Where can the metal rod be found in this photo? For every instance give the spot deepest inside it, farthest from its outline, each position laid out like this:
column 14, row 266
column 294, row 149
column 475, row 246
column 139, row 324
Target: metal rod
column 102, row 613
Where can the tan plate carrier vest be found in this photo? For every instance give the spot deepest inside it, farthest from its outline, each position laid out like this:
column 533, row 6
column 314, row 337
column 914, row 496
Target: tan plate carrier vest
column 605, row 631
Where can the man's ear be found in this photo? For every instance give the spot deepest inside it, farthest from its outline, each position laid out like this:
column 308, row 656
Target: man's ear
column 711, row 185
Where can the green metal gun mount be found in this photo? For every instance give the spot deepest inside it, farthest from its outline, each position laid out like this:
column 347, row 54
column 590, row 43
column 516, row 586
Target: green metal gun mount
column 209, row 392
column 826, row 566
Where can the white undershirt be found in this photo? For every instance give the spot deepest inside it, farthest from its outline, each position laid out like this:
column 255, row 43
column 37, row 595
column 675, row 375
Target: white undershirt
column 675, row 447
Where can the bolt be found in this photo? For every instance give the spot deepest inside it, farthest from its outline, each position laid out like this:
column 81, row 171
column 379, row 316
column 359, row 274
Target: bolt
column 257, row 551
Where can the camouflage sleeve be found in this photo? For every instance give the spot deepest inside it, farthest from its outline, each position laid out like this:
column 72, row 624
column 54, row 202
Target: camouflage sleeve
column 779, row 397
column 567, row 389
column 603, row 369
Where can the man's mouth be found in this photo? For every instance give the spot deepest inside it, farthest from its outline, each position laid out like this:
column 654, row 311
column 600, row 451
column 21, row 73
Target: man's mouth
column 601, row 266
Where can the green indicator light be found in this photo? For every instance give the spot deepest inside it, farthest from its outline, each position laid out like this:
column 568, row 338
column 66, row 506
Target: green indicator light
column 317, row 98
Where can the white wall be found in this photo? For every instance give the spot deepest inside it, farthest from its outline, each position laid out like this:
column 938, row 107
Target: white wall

=====

§ AIM OF THE EXERCISE: Rewrite all of the data above as a numbered list with one line per entry, and leave out any blank lines.

§ FULL ANSWER:
1. Where can the metal rod be found in this photo? For every instance give the spot deepest inside it, farthest from its outline, each position laid out like this:
2. column 14, row 266
3. column 294, row 149
4. column 475, row 246
5. column 139, row 324
6. Target: metal rod
7. column 102, row 613
8. Where can the tan plate carrier vest be found in this photo? For every instance give the spot deepest inside it, farthest from its outline, each position laid out like this:
9. column 533, row 6
10. column 314, row 337
11. column 914, row 496
12. Target: tan plate carrier vest
13. column 605, row 631
14. Where can the man's ear be found in this photo? For every instance give the spot deepest inside it, farthest from its outline, each position laid out like this:
15. column 308, row 656
16. Target: man's ear
17. column 711, row 185
18. Where can the green metal gun mount be found in this photo? For every instance give the spot deepest inside it, farthest from its outline, each position laid out like this:
19. column 347, row 54
20. column 590, row 43
21. column 516, row 586
22. Target: green metal gun mount
23. column 209, row 392
24. column 826, row 566
25. Where can the white undershirt be found in this photo? For every instance give the spot deepest inside it, farthest from its outline, each position laid out like this:
26. column 255, row 43
27. column 37, row 595
28. column 675, row 375
29. Target: white undershirt
30. column 675, row 447
31. Where can the bolt be found in this photo? For every instance give the spot deepest inside it, farthest from its outline, each position laid out like this:
32. column 81, row 171
33. column 379, row 316
34. column 359, row 274
35. Target: bolt
36. column 257, row 551
37. Where can the camouflage sleeve be found in this photo? For every instance give the spot deepest inside it, farthest from its outline, each position laid out like this:
38. column 72, row 624
39. column 54, row 202
40. Target: camouflage sleeve
41. column 779, row 397
42. column 567, row 389
43. column 603, row 369
44. Where can the man's mouth be found in this photo? For every instance give the spot deepest inside it, farthest from its outline, each position laid out like this:
45. column 654, row 311
46. column 600, row 451
47. column 21, row 73
48. Target: man's mouth
49. column 601, row 266
50. Where can the green indicator light be found in this photo? For every instance give the spot deepest inside it, farthest from its outline, each position laid out like this:
51. column 568, row 338
52. column 66, row 506
53. Target: green indicator light
54. column 317, row 98
55. Where can the white wall be found in this photo? For every instance give the spot deepest inside it, farthest from its outline, each position laid out like this:
56. column 938, row 107
57. Target: white wall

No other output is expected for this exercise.